» TASK TO CARRY OUT
From the line with "Find the bus rear bumper" to the final line of the records, reproduce every line exactly and only those lines.

•••

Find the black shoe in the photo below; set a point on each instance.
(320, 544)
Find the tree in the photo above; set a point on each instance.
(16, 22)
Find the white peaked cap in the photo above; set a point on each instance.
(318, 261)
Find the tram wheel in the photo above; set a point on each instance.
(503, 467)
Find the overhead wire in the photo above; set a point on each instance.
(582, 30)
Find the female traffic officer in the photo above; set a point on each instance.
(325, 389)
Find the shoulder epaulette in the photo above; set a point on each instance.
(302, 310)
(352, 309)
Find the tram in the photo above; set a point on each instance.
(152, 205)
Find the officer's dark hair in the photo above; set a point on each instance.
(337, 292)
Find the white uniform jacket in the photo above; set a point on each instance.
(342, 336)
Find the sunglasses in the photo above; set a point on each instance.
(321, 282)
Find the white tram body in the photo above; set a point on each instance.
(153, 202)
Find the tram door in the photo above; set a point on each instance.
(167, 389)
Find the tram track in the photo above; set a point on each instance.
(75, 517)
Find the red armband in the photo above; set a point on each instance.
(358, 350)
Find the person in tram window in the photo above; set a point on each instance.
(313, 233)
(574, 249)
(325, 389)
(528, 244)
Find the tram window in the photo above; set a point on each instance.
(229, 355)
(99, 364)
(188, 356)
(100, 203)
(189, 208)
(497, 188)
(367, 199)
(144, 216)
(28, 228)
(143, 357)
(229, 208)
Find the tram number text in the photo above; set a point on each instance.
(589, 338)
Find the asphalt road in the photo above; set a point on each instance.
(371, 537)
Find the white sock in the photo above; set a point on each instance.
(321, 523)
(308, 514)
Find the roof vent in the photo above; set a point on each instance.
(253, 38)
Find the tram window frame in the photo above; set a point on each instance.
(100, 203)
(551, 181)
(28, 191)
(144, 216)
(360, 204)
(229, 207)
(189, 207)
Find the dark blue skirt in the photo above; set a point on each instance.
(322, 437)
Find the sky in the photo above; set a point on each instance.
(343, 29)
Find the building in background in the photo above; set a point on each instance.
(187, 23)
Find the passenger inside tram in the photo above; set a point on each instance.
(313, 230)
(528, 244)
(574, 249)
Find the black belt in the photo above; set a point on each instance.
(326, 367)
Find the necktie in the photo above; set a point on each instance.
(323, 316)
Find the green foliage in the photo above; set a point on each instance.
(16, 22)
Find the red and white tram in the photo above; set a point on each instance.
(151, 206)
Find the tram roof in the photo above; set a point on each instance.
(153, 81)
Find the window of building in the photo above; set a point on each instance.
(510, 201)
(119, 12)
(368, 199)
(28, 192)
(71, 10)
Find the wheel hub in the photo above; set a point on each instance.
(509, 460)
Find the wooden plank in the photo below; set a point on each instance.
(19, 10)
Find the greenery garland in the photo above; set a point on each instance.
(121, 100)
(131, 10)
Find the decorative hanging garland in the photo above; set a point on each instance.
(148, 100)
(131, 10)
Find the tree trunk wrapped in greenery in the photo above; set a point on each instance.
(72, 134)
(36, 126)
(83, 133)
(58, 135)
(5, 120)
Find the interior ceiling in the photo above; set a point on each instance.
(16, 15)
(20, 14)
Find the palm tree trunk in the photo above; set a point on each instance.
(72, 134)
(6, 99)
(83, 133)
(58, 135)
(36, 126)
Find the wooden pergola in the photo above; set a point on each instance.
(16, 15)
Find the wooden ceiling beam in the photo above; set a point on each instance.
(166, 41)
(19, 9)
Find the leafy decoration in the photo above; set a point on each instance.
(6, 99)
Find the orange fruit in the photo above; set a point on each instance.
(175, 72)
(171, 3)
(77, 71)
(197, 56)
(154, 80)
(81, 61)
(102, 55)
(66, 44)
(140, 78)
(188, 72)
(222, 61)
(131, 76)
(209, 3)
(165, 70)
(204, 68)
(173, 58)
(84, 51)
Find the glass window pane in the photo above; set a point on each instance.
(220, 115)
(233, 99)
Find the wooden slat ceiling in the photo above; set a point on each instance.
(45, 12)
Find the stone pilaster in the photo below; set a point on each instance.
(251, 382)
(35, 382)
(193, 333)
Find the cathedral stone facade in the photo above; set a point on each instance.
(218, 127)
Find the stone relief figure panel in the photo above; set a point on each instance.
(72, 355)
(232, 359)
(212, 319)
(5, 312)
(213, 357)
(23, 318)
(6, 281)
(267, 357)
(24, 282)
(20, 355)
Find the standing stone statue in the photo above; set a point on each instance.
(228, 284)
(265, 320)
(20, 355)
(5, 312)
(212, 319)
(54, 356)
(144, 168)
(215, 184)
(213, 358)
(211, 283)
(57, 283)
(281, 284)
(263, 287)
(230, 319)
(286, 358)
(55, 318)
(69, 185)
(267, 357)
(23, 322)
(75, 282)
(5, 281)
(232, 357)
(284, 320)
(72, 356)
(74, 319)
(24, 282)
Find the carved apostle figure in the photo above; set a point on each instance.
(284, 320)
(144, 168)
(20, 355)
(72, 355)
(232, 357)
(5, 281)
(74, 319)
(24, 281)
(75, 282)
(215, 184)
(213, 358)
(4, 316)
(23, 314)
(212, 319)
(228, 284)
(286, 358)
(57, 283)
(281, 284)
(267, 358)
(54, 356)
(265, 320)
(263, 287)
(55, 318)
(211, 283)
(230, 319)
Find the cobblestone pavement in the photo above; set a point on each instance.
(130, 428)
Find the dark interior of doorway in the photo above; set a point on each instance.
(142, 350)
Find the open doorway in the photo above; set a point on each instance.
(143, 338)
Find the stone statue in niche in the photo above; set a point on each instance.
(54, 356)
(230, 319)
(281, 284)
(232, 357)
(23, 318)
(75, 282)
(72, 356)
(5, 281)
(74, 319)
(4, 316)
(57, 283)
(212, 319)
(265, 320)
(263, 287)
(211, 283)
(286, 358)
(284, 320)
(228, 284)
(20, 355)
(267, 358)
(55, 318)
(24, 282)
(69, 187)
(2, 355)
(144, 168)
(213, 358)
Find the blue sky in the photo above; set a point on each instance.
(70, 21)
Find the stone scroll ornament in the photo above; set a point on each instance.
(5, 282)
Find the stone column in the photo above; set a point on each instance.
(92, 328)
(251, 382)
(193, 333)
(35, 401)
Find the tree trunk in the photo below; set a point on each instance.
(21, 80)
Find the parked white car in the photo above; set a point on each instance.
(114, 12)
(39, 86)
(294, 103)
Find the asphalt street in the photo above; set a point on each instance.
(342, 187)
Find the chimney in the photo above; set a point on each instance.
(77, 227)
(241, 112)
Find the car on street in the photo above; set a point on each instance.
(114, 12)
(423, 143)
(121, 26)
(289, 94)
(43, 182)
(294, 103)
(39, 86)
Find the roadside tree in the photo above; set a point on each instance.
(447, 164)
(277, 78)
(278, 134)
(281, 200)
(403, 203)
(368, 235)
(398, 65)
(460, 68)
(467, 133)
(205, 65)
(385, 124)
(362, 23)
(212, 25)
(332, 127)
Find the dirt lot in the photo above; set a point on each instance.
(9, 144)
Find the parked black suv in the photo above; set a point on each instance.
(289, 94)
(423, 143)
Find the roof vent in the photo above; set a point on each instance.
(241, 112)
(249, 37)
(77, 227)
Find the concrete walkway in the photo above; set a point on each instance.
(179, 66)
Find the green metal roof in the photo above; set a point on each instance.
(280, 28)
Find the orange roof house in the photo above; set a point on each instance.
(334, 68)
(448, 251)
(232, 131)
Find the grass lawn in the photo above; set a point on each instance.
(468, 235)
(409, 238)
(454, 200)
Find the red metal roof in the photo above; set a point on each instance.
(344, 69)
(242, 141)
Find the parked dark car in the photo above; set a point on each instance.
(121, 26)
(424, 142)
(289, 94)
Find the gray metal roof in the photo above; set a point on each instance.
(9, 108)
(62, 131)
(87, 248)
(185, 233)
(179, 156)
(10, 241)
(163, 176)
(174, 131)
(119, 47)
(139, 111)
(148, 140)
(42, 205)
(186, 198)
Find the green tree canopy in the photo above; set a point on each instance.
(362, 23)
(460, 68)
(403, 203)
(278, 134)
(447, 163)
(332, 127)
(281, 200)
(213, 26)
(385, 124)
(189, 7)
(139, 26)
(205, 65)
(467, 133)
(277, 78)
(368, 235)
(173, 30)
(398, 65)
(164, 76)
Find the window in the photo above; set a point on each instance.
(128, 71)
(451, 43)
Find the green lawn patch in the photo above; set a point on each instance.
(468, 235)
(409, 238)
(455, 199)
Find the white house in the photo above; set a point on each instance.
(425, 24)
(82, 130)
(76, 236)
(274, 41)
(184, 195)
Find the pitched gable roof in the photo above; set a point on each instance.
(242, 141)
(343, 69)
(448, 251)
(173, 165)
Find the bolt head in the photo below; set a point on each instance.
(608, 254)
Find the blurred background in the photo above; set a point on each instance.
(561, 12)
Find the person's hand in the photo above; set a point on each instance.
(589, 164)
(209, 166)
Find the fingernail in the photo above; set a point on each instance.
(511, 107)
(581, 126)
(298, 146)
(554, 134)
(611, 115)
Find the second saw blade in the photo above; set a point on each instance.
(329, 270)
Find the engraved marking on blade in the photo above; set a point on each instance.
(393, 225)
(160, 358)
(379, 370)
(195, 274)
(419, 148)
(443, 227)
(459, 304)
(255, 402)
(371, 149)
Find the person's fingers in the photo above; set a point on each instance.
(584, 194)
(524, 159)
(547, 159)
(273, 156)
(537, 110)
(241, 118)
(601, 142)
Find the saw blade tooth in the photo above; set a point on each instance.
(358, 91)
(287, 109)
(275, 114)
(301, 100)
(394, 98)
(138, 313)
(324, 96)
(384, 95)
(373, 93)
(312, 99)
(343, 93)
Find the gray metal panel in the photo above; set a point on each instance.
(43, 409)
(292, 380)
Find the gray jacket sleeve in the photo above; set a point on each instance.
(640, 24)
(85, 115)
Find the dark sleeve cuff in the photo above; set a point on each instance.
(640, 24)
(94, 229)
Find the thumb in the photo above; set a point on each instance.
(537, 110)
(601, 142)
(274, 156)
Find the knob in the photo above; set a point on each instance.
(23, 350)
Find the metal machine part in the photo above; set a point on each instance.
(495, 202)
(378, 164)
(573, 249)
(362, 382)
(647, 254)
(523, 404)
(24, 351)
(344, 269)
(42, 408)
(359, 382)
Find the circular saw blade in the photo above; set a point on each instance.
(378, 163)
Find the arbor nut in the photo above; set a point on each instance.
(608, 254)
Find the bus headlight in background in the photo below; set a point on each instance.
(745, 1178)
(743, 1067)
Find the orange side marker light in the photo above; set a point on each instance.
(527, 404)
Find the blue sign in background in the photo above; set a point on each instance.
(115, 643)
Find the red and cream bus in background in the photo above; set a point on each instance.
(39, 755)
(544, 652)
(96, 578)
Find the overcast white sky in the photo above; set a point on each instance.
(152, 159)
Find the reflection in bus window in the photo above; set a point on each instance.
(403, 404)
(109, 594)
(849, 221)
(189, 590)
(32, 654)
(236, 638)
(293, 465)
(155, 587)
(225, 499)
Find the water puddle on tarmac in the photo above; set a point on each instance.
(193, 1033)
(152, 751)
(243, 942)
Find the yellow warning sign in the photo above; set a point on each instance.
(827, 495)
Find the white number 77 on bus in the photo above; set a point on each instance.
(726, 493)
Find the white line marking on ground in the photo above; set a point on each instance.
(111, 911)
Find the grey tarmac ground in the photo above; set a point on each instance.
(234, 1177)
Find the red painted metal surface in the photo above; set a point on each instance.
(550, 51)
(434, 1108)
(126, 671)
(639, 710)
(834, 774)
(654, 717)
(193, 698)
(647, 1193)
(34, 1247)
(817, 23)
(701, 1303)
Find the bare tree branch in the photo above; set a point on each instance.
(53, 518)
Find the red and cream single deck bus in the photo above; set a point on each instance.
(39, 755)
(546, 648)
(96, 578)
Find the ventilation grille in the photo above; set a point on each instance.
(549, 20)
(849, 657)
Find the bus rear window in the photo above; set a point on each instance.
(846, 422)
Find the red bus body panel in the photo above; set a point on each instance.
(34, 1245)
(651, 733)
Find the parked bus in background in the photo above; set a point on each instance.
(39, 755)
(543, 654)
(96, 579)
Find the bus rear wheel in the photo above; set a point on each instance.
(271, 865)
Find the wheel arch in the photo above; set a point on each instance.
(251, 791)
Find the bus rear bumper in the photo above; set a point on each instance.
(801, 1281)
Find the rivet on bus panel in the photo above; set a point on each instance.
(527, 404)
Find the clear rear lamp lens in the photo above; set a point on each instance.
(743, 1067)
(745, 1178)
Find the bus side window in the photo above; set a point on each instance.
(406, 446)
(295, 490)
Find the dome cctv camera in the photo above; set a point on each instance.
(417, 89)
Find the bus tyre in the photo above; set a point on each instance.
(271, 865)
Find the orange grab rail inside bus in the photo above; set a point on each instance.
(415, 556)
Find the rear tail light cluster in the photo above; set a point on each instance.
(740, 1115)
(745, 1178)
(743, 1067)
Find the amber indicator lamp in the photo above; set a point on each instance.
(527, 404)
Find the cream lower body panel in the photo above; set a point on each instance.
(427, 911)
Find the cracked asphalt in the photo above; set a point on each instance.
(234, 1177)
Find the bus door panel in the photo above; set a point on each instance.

•••

» TASK RESULT
Find the bus rear bumper in the photo above; set a point on each instance.
(801, 1281)
Find the rivet on bus panel in the photo above; set a point on each instance.
(527, 404)
Find the clear rear lamp lens in the photo above; set a point on each instance.
(743, 1067)
(745, 1178)
Find the bus side window in the photo above; set a point on each instance.
(406, 446)
(295, 490)
Find the dome cctv camera in the photo above; set a point on each instance.
(417, 89)
Find the bus tyre in the photo above; set a point on each instance.
(271, 865)
Find the orange grab rail inside bus in the photo above; set a point on each instance.
(415, 556)
Find the rear tail light cluster in the photo above; set a point on each instance.
(740, 1115)
(745, 1178)
(743, 1067)
Find the amber indicator lamp in the photo above; set a point on each instance.
(527, 404)
Find the cream lower body panel in the photo above; set a point on each instance.
(427, 911)
Find the cracked asphalt in the photo above; set a point on each instance.
(234, 1177)
Find the bus door panel in the photo above; set a point on each instance.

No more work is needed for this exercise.